[Stored records]
————————

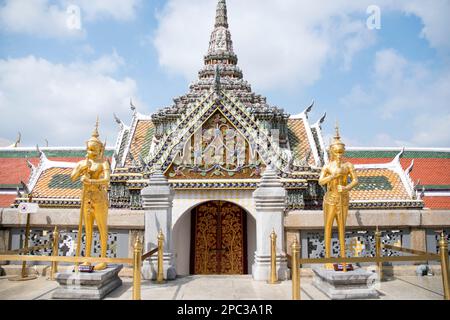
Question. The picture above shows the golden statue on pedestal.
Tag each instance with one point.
(95, 175)
(335, 175)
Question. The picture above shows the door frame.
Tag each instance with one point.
(193, 232)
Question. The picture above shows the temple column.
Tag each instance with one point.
(270, 200)
(157, 202)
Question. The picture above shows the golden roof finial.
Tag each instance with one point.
(337, 138)
(95, 135)
(95, 132)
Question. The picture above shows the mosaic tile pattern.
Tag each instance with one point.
(56, 183)
(141, 140)
(379, 184)
(298, 140)
(68, 242)
(364, 241)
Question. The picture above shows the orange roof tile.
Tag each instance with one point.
(56, 183)
(379, 184)
(6, 200)
(430, 171)
(437, 202)
(141, 139)
(14, 170)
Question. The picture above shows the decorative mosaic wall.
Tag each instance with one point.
(117, 242)
(358, 243)
(433, 237)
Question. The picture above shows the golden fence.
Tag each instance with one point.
(136, 261)
(418, 255)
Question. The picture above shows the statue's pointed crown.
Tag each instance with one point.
(337, 137)
(95, 136)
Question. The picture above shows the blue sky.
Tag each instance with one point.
(387, 87)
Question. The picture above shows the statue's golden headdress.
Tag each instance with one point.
(94, 138)
(337, 139)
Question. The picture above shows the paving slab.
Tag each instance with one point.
(228, 288)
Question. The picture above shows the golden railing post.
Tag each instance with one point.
(273, 258)
(295, 270)
(137, 262)
(378, 252)
(160, 275)
(25, 246)
(443, 250)
(55, 253)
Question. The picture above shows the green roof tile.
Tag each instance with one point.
(63, 181)
(373, 183)
(376, 154)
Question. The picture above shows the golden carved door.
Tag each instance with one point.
(218, 240)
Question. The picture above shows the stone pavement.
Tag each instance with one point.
(228, 288)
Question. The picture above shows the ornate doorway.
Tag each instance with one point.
(218, 239)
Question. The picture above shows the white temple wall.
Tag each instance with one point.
(182, 243)
(251, 241)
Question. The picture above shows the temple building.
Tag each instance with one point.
(218, 171)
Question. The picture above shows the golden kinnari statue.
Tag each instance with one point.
(335, 175)
(95, 175)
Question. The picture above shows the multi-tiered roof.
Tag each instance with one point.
(221, 112)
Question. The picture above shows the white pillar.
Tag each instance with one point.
(270, 200)
(157, 202)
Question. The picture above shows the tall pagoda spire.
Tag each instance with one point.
(220, 50)
(221, 15)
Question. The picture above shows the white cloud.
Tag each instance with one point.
(35, 17)
(45, 18)
(409, 93)
(60, 102)
(278, 43)
(121, 10)
(434, 16)
(5, 142)
(284, 43)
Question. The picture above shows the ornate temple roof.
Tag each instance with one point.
(18, 164)
(221, 100)
(429, 173)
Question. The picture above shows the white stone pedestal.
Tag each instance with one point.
(270, 200)
(87, 286)
(338, 285)
(157, 202)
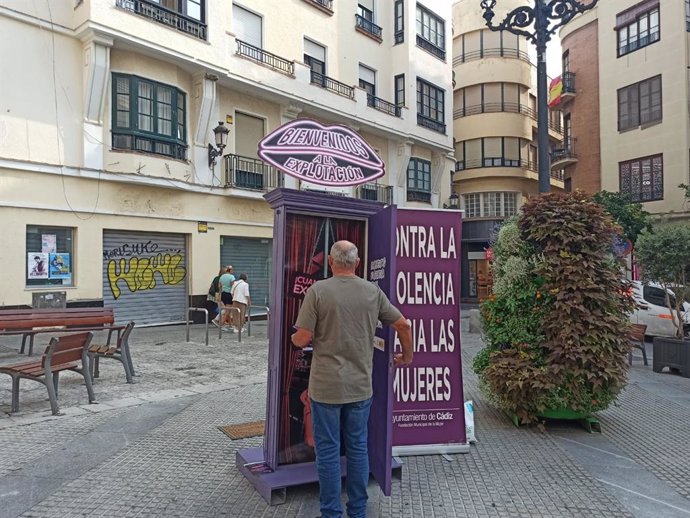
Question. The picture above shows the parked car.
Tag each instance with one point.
(651, 310)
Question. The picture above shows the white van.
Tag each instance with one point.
(652, 311)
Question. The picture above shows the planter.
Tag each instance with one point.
(587, 421)
(673, 353)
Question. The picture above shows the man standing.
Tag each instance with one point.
(226, 281)
(240, 300)
(339, 316)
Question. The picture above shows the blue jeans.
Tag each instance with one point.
(328, 420)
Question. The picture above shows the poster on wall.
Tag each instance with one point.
(48, 243)
(37, 265)
(60, 267)
(428, 404)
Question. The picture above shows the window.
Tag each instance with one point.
(568, 132)
(566, 61)
(489, 204)
(367, 81)
(149, 117)
(639, 104)
(491, 152)
(399, 21)
(247, 26)
(49, 256)
(642, 179)
(430, 106)
(190, 8)
(399, 95)
(315, 57)
(637, 27)
(657, 296)
(419, 180)
(431, 32)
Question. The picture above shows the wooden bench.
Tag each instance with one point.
(65, 353)
(29, 322)
(636, 338)
(119, 352)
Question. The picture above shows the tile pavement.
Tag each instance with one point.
(174, 462)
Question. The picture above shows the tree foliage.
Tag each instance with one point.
(632, 218)
(556, 334)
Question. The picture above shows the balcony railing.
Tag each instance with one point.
(430, 47)
(157, 13)
(322, 4)
(243, 172)
(265, 58)
(429, 123)
(566, 153)
(375, 192)
(383, 106)
(495, 52)
(568, 83)
(503, 107)
(368, 26)
(331, 84)
(416, 195)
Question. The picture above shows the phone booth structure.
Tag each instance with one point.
(306, 224)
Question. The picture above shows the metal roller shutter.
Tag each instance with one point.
(145, 276)
(253, 257)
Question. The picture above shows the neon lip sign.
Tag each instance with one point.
(325, 155)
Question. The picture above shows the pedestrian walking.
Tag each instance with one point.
(227, 279)
(240, 300)
(338, 318)
(213, 297)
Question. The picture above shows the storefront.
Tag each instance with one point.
(145, 276)
(251, 256)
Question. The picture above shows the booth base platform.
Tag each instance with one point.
(272, 484)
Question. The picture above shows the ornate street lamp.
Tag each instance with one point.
(535, 24)
(221, 134)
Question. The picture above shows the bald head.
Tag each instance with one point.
(344, 256)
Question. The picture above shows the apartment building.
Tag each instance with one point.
(495, 133)
(626, 109)
(112, 186)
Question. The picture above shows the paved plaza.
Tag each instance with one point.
(153, 448)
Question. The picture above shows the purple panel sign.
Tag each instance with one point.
(325, 155)
(428, 405)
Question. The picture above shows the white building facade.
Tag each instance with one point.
(108, 108)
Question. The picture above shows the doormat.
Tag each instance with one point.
(243, 430)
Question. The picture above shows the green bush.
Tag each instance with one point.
(556, 324)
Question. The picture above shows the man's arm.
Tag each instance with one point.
(404, 330)
(302, 337)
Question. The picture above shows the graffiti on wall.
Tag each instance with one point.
(137, 265)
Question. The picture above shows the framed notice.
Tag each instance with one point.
(60, 267)
(37, 265)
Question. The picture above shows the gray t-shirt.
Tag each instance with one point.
(342, 312)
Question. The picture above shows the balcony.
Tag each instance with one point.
(494, 52)
(417, 195)
(368, 28)
(563, 157)
(323, 5)
(331, 84)
(431, 48)
(383, 106)
(267, 59)
(375, 192)
(432, 124)
(241, 172)
(162, 15)
(568, 91)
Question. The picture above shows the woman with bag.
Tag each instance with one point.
(240, 300)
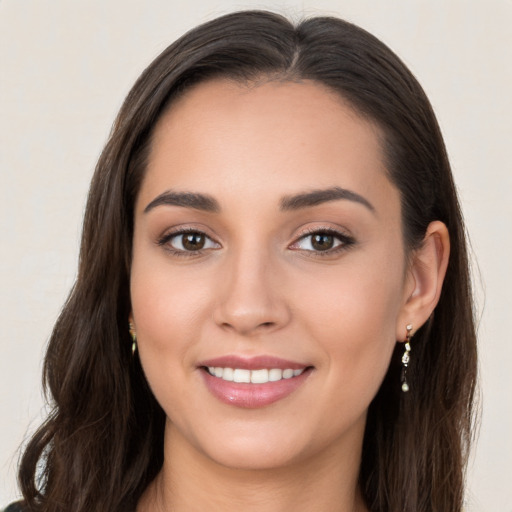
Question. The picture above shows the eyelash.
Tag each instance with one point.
(165, 239)
(345, 240)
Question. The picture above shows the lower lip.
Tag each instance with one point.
(252, 396)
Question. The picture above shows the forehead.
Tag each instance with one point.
(268, 138)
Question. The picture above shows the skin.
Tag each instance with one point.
(259, 287)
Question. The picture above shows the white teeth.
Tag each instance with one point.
(275, 374)
(253, 376)
(241, 375)
(228, 374)
(259, 376)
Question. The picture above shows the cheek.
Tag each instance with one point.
(352, 317)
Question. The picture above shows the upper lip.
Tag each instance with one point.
(252, 363)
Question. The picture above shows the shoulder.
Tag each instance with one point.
(15, 507)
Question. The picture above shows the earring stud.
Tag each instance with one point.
(406, 357)
(133, 334)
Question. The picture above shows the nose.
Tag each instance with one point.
(251, 298)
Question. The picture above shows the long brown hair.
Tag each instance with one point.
(103, 442)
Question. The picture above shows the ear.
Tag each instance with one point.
(424, 281)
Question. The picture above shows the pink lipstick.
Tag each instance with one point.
(252, 382)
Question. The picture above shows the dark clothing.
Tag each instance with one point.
(15, 507)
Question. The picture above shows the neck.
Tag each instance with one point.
(190, 481)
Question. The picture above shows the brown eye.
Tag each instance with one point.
(322, 241)
(193, 241)
(188, 242)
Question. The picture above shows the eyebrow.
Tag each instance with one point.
(316, 197)
(207, 203)
(186, 199)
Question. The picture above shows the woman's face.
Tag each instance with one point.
(267, 248)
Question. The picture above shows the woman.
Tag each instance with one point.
(269, 229)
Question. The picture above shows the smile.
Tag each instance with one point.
(261, 376)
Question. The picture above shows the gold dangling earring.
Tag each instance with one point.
(406, 358)
(133, 334)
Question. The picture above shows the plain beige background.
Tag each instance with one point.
(65, 68)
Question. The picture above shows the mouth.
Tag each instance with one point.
(255, 382)
(261, 376)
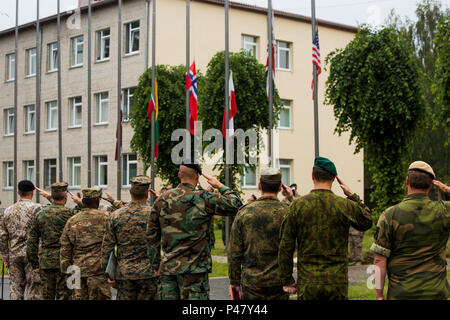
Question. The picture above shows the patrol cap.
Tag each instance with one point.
(422, 167)
(95, 192)
(188, 163)
(59, 186)
(140, 184)
(270, 175)
(25, 186)
(325, 164)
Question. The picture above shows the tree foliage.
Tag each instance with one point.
(374, 88)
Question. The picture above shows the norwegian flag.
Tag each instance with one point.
(316, 58)
(232, 109)
(191, 86)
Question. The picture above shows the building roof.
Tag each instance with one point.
(233, 4)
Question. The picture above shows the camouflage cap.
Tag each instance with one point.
(423, 167)
(94, 192)
(270, 175)
(59, 186)
(140, 184)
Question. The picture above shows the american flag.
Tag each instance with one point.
(316, 58)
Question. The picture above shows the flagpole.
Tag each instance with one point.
(316, 107)
(152, 157)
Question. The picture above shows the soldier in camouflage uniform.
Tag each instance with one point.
(254, 241)
(410, 241)
(81, 244)
(14, 229)
(180, 220)
(47, 229)
(136, 277)
(319, 222)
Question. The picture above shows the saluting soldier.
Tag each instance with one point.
(81, 244)
(180, 221)
(410, 241)
(319, 222)
(136, 277)
(47, 229)
(14, 227)
(254, 241)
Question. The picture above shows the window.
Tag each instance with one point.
(74, 172)
(75, 107)
(52, 62)
(129, 168)
(30, 120)
(285, 168)
(9, 122)
(31, 62)
(248, 180)
(103, 40)
(283, 55)
(249, 44)
(132, 37)
(101, 108)
(52, 115)
(285, 115)
(8, 177)
(77, 51)
(10, 67)
(127, 103)
(101, 171)
(49, 172)
(28, 172)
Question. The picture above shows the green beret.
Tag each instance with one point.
(59, 186)
(270, 175)
(94, 192)
(325, 164)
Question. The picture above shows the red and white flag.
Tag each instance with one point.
(232, 108)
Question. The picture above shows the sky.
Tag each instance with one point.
(351, 12)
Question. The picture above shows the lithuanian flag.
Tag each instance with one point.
(153, 105)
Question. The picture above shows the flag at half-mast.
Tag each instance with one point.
(153, 106)
(232, 108)
(191, 86)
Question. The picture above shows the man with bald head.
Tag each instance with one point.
(179, 223)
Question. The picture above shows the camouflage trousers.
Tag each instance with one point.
(188, 286)
(313, 291)
(53, 285)
(142, 289)
(93, 288)
(264, 293)
(23, 280)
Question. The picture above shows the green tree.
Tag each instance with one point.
(374, 88)
(251, 99)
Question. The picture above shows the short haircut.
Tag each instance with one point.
(91, 203)
(270, 187)
(322, 175)
(419, 180)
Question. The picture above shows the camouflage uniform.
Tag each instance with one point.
(81, 244)
(181, 219)
(413, 236)
(254, 241)
(125, 228)
(14, 227)
(319, 222)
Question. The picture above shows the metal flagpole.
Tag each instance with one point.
(316, 107)
(270, 75)
(16, 51)
(59, 94)
(89, 113)
(227, 107)
(38, 97)
(119, 101)
(152, 197)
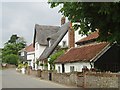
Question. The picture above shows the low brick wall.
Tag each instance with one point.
(86, 80)
(101, 80)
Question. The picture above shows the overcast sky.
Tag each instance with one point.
(20, 18)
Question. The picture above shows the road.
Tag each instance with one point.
(13, 79)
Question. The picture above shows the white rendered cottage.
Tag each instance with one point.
(47, 38)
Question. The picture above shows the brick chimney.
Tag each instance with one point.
(71, 37)
(62, 20)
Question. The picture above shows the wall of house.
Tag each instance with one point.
(31, 58)
(57, 69)
(110, 60)
(38, 51)
(77, 66)
(77, 37)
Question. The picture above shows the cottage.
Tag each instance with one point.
(91, 54)
(28, 55)
(48, 38)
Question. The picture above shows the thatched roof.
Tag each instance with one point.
(42, 32)
(56, 38)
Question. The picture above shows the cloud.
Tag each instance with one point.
(20, 18)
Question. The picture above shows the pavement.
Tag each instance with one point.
(13, 79)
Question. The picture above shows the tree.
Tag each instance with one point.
(104, 16)
(11, 48)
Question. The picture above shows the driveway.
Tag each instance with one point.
(13, 79)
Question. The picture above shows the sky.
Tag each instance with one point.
(20, 18)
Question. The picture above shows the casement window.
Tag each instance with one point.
(36, 46)
(72, 69)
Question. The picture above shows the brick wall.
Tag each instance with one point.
(101, 80)
(86, 80)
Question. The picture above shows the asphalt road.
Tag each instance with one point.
(13, 79)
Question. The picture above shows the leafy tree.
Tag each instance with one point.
(11, 48)
(89, 16)
(53, 57)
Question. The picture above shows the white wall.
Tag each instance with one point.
(22, 53)
(38, 51)
(77, 66)
(31, 57)
(77, 38)
(56, 67)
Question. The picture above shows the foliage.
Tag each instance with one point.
(11, 59)
(53, 57)
(11, 48)
(104, 16)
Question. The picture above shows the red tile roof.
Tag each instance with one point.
(29, 48)
(93, 35)
(84, 53)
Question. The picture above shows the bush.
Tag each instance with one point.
(11, 59)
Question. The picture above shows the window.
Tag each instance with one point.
(58, 69)
(71, 68)
(64, 44)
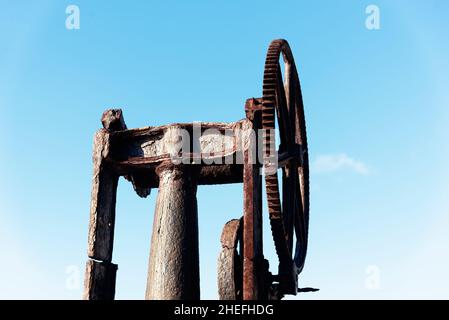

————————

**Work item**
Search the entries for the word "metal" and show every line that has it.

**Exercise output**
Question. The picture above shows the metal roller shutter.
Question. The picture above shows the metal flagpole.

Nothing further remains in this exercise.